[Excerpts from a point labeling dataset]
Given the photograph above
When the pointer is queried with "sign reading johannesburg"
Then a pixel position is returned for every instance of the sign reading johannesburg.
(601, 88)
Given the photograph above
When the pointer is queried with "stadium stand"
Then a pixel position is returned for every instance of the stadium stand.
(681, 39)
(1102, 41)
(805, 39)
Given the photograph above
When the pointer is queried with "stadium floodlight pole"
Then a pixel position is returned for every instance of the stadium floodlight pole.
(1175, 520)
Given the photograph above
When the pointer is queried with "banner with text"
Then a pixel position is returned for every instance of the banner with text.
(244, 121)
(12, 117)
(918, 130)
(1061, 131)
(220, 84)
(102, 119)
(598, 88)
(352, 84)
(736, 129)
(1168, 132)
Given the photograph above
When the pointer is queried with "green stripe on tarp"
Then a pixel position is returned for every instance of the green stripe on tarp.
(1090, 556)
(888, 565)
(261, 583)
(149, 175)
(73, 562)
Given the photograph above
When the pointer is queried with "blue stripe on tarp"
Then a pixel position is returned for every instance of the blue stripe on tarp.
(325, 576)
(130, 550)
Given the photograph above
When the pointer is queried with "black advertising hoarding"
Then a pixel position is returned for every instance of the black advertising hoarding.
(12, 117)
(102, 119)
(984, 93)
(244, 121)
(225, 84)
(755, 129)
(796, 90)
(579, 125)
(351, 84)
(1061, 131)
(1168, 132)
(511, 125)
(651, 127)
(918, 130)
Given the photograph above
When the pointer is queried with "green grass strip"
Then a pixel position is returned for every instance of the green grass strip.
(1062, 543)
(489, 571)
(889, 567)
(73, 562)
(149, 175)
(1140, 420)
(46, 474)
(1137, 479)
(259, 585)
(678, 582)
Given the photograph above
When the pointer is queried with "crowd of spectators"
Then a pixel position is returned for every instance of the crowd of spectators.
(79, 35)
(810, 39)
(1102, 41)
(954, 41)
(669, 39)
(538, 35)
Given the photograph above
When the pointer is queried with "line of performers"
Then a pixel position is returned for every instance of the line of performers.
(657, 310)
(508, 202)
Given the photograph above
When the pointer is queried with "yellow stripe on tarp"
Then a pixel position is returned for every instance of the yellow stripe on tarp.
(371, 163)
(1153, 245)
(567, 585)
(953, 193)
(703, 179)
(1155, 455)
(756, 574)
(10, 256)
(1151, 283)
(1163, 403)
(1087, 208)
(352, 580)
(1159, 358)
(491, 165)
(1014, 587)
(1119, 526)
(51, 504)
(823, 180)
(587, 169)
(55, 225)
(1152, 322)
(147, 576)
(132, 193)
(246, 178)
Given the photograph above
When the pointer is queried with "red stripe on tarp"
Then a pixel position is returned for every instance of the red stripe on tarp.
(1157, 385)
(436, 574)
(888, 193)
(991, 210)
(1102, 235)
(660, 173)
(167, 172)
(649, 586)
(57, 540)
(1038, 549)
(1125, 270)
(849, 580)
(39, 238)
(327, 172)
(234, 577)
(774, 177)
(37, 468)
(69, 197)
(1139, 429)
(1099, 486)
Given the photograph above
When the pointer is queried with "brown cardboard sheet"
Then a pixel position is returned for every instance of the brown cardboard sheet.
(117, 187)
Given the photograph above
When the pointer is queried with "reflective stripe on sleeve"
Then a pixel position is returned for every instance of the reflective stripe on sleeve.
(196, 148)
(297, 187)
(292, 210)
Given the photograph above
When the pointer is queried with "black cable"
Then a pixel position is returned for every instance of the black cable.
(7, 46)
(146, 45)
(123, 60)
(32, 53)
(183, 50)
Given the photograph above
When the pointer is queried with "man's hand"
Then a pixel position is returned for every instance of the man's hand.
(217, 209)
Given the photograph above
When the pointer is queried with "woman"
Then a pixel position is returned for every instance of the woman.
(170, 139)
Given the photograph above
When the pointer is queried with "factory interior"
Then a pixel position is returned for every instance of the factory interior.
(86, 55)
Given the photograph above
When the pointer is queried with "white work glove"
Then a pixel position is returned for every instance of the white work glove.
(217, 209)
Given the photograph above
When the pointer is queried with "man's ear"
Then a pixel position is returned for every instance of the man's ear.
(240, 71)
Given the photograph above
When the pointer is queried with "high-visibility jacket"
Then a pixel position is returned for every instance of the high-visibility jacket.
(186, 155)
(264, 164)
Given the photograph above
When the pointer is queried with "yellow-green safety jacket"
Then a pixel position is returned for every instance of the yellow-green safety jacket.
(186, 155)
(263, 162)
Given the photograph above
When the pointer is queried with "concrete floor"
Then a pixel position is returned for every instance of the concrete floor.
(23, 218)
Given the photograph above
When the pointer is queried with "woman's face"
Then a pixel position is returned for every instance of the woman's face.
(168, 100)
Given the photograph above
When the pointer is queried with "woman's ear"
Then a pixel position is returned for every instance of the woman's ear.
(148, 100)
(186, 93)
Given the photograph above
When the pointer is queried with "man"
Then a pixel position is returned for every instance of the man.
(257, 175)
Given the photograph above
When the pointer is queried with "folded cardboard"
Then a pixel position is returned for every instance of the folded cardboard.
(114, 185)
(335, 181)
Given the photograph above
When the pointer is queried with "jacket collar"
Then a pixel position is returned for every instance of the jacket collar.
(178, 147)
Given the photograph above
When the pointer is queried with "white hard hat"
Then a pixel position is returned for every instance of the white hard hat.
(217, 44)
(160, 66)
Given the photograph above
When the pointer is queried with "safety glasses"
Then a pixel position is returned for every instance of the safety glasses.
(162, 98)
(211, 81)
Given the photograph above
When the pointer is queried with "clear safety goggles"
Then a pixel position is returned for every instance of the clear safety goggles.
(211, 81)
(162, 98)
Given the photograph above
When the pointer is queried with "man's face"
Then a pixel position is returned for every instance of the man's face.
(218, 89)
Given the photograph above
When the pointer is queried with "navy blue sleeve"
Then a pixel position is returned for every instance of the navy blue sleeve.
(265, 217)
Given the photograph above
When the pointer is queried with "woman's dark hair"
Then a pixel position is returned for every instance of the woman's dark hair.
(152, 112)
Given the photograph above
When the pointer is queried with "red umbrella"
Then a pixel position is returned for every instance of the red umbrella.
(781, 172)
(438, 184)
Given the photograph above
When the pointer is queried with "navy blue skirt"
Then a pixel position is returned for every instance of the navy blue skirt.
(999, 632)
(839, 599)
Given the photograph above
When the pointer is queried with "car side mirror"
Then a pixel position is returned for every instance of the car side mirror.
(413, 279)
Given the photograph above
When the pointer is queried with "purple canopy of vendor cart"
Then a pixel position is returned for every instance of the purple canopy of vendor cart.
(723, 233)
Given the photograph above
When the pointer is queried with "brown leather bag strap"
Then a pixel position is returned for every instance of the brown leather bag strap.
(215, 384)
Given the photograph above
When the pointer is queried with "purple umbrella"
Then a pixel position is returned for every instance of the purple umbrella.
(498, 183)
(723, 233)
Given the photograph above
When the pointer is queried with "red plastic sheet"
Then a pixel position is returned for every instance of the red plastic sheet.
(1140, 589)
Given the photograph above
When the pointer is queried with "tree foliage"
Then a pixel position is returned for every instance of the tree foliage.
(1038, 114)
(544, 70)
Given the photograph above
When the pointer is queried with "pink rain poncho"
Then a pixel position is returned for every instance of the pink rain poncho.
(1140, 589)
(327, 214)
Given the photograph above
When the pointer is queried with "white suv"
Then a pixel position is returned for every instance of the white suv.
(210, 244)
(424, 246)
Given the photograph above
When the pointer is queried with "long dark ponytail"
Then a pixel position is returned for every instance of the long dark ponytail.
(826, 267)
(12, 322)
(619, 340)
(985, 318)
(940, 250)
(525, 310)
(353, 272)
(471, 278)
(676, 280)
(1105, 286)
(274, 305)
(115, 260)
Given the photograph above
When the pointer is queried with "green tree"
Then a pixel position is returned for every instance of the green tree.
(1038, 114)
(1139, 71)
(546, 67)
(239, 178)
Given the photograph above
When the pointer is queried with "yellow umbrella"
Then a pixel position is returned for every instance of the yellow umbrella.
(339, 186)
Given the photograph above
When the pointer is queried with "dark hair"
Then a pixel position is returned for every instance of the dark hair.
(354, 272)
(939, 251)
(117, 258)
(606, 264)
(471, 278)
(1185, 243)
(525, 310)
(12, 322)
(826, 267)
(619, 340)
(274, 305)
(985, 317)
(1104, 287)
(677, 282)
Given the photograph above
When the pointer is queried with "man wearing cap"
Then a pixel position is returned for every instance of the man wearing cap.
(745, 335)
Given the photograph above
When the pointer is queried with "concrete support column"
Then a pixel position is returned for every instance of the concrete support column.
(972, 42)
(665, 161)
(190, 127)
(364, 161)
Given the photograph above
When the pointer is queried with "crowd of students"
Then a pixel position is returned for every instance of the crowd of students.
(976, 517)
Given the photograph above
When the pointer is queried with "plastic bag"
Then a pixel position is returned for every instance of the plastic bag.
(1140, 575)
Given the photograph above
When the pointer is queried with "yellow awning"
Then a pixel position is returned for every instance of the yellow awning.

▸ **STATED EXERCISE**: Return every line above that contains the word "performers", copying each in full. Treat uppercase and lowercase as different.

▸ **RESULT OF THE EXERCISE**:
When the pointer is queried with "line of performers"
Then a pixel position is returned for every instance of the line of performers.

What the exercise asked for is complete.